• **PROVIDED MATERIAL**:
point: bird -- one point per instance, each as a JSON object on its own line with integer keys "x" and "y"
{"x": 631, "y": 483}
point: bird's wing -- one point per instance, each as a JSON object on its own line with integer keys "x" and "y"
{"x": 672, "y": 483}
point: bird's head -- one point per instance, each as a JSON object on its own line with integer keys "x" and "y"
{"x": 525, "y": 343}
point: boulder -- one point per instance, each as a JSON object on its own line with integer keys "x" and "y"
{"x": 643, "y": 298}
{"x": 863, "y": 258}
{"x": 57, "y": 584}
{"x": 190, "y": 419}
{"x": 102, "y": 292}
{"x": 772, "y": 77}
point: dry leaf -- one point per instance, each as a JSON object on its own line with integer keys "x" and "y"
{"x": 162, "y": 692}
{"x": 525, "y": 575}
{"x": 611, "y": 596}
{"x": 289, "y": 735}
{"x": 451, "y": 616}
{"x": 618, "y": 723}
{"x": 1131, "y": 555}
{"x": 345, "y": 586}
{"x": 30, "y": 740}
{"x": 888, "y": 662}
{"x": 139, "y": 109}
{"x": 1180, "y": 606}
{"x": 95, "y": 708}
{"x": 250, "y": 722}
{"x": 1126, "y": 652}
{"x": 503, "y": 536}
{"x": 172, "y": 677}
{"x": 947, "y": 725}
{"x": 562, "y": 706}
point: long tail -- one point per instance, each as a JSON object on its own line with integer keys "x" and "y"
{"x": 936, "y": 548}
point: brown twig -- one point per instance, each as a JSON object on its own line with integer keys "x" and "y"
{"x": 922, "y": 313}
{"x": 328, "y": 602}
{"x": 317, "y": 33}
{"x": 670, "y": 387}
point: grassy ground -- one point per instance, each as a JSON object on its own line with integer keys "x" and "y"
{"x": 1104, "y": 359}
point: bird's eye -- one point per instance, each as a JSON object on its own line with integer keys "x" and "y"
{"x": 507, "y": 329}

• **PROBLEM TO WORK ON**:
Word for word, repeat every line of the data.

• **YOUR RESPONSE**:
point: bird -- one point per instance, each as a JSON object on its own line with integer keys "x" and "y"
{"x": 631, "y": 483}
point: bird's wing -- one point per instance, each as a JSON object on its own line with integer keys "x" and "y"
{"x": 672, "y": 483}
point: bird's head -- one point per instance, each as a JSON object on its own line with integer keys "x" and "y"
{"x": 525, "y": 343}
point: boulder -- one point per instance, each as a JSON object on its own line with integer keys "x" and "y"
{"x": 643, "y": 298}
{"x": 863, "y": 258}
{"x": 57, "y": 584}
{"x": 190, "y": 419}
{"x": 102, "y": 292}
{"x": 772, "y": 77}
point: dry leaf -- one point per instance, each as a JSON object on its own line with integer keys "x" and "y"
{"x": 162, "y": 692}
{"x": 525, "y": 575}
{"x": 611, "y": 596}
{"x": 289, "y": 735}
{"x": 451, "y": 616}
{"x": 618, "y": 723}
{"x": 1131, "y": 555}
{"x": 345, "y": 586}
{"x": 30, "y": 740}
{"x": 888, "y": 662}
{"x": 139, "y": 109}
{"x": 1180, "y": 606}
{"x": 95, "y": 708}
{"x": 250, "y": 722}
{"x": 1126, "y": 652}
{"x": 503, "y": 536}
{"x": 172, "y": 677}
{"x": 947, "y": 725}
{"x": 562, "y": 706}
point: long tail -- one point per instance, each as a JSON object on its own line with integer keys "x" and "y"
{"x": 936, "y": 548}
point: brown twig -- one point per instance, each as a JSON object on its own line with integer keys "x" and "y"
{"x": 922, "y": 313}
{"x": 328, "y": 602}
{"x": 317, "y": 33}
{"x": 670, "y": 387}
point: grassy ground -- one point per instance, each as a JSON object on its own line with integer keys "x" and "y"
{"x": 1104, "y": 359}
point: bird's eye -- one point per instance, each as a JSON object on its own line with integer keys "x" and "y"
{"x": 507, "y": 329}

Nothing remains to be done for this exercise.